WORK ITEM:
What lines of the data below hold the string "with"? Copy each one.

INPUT:
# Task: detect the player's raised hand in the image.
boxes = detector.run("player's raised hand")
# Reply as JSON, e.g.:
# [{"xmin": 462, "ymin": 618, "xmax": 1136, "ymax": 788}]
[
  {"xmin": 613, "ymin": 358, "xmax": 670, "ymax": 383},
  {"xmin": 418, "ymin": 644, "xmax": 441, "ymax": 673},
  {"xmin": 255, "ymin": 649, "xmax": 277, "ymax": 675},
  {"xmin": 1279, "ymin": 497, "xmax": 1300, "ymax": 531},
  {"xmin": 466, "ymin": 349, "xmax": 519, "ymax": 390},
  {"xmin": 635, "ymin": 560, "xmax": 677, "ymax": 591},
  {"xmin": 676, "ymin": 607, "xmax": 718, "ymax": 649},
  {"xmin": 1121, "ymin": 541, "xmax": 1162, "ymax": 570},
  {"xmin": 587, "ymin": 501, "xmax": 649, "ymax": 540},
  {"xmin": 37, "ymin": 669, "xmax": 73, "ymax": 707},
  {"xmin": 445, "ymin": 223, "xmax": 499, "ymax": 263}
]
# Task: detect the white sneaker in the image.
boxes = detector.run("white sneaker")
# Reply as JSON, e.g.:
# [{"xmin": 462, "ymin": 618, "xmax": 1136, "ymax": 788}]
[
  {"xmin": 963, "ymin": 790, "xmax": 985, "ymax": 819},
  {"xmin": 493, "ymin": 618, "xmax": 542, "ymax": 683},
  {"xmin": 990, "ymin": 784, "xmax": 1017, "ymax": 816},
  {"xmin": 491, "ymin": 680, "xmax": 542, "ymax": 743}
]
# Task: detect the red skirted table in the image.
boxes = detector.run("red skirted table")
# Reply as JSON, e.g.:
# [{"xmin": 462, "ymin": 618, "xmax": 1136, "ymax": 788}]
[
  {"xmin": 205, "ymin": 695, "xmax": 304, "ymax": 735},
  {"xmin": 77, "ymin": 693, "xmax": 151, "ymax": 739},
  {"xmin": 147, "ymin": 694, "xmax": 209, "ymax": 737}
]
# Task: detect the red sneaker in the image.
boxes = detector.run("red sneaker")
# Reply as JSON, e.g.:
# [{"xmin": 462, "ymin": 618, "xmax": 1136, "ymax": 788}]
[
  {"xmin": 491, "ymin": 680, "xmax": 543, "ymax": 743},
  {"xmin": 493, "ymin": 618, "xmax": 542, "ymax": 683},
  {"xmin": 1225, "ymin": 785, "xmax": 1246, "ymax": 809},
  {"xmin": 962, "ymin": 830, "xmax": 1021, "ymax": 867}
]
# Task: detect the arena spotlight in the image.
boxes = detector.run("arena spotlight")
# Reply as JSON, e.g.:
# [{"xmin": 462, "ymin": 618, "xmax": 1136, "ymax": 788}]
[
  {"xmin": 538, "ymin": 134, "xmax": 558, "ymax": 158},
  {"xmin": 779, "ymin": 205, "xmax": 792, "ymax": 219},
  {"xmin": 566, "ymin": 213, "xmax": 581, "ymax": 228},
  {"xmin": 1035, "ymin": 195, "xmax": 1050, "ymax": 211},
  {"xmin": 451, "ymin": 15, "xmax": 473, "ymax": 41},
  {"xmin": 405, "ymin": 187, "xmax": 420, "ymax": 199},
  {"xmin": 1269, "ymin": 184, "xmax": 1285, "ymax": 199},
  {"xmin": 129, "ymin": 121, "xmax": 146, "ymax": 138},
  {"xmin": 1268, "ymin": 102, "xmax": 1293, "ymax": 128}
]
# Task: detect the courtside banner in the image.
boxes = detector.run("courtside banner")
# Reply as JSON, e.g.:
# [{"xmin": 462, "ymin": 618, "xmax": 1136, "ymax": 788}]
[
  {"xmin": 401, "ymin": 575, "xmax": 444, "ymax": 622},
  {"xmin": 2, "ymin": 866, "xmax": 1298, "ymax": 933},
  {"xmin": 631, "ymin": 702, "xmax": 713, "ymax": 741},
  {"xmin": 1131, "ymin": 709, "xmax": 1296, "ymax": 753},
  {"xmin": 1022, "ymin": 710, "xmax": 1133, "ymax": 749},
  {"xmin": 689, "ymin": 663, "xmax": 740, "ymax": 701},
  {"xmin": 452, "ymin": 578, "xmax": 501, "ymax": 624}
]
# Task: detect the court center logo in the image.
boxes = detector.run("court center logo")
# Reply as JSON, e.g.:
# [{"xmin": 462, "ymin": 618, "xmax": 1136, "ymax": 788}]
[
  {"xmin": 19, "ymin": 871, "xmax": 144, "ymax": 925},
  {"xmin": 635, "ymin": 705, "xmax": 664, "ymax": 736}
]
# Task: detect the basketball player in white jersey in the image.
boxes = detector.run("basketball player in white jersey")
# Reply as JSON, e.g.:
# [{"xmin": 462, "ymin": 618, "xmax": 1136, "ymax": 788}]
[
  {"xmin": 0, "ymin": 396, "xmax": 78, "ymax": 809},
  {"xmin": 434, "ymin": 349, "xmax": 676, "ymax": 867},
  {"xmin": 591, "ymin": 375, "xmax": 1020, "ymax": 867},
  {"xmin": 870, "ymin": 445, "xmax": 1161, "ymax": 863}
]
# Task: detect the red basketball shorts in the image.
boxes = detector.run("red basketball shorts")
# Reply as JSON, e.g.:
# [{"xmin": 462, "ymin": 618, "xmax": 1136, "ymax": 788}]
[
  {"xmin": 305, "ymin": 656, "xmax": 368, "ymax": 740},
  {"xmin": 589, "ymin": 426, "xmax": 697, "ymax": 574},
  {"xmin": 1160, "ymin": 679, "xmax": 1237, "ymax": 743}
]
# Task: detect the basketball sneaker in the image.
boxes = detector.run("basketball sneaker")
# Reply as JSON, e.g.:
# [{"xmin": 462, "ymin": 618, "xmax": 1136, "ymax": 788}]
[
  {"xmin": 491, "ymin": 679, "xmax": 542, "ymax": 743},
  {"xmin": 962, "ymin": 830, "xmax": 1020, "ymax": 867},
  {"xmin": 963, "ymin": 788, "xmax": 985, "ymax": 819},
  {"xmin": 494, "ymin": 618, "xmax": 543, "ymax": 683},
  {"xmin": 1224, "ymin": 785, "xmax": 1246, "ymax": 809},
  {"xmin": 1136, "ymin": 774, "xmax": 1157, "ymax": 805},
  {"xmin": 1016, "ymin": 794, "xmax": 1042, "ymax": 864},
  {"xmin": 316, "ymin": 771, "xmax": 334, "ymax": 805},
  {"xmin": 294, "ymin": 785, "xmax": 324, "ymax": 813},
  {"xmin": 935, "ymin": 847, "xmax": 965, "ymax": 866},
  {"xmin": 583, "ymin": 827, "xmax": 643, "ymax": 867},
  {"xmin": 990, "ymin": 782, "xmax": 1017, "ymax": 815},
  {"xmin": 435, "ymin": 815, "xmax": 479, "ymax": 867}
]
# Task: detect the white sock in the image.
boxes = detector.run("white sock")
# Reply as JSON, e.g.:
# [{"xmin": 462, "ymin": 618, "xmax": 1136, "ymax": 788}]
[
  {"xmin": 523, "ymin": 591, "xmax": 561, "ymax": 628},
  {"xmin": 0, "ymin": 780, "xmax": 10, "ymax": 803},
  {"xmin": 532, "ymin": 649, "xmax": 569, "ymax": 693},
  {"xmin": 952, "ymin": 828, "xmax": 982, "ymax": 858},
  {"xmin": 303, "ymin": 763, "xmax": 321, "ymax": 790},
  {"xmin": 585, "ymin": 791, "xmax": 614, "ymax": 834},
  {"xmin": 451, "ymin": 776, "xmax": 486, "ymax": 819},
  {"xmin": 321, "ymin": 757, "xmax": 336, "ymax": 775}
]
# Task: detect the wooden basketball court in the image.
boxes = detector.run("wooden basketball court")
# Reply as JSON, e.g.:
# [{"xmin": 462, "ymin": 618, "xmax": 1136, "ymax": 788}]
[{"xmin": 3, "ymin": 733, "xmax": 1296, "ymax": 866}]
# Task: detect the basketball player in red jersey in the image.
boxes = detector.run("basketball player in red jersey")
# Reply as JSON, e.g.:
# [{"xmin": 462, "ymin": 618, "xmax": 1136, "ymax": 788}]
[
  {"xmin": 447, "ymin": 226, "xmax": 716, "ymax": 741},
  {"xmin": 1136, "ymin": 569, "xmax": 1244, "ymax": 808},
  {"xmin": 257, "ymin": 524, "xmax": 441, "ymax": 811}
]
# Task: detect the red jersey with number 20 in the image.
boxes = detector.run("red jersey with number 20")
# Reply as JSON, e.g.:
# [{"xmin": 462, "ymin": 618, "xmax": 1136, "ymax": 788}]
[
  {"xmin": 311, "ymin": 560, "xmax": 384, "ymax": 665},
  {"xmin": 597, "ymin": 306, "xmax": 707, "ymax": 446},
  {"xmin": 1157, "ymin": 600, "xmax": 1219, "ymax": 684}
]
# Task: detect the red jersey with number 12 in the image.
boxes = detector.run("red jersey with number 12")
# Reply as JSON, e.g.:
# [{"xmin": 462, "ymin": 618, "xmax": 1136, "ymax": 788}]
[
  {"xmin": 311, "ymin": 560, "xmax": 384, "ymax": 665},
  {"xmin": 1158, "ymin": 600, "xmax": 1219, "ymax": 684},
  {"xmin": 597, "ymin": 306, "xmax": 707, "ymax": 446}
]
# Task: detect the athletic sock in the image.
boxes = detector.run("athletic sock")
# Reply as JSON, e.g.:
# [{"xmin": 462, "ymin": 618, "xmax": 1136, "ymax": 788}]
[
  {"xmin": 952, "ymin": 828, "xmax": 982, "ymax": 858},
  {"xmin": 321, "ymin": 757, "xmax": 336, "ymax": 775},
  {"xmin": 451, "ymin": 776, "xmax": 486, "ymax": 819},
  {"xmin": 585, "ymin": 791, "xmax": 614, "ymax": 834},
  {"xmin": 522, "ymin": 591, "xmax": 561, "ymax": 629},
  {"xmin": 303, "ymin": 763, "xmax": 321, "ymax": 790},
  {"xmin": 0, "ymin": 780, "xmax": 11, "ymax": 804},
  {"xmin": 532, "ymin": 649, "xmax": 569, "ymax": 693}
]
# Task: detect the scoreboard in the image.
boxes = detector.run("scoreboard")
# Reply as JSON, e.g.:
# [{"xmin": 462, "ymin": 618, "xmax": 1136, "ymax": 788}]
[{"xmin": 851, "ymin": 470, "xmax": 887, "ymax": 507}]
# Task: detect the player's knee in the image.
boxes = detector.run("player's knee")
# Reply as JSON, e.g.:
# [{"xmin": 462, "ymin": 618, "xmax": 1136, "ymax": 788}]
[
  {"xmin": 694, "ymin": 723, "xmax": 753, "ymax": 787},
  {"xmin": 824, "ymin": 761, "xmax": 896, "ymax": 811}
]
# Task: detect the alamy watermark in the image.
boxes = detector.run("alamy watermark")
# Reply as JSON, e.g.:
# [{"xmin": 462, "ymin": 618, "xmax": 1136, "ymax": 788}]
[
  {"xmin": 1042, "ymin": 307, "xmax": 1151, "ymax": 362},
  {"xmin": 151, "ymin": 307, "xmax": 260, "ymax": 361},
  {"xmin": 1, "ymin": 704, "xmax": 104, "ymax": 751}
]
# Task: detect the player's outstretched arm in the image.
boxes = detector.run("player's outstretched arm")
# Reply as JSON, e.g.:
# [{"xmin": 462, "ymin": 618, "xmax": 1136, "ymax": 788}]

FINISHED EXERCISE:
# Task: detect the red jersey with number 20 in the image.
boxes = detector.run("red jersey with number 20")
# Task: detect the red jersey with number 12 in the image.
boxes = detector.run("red jersey with number 12")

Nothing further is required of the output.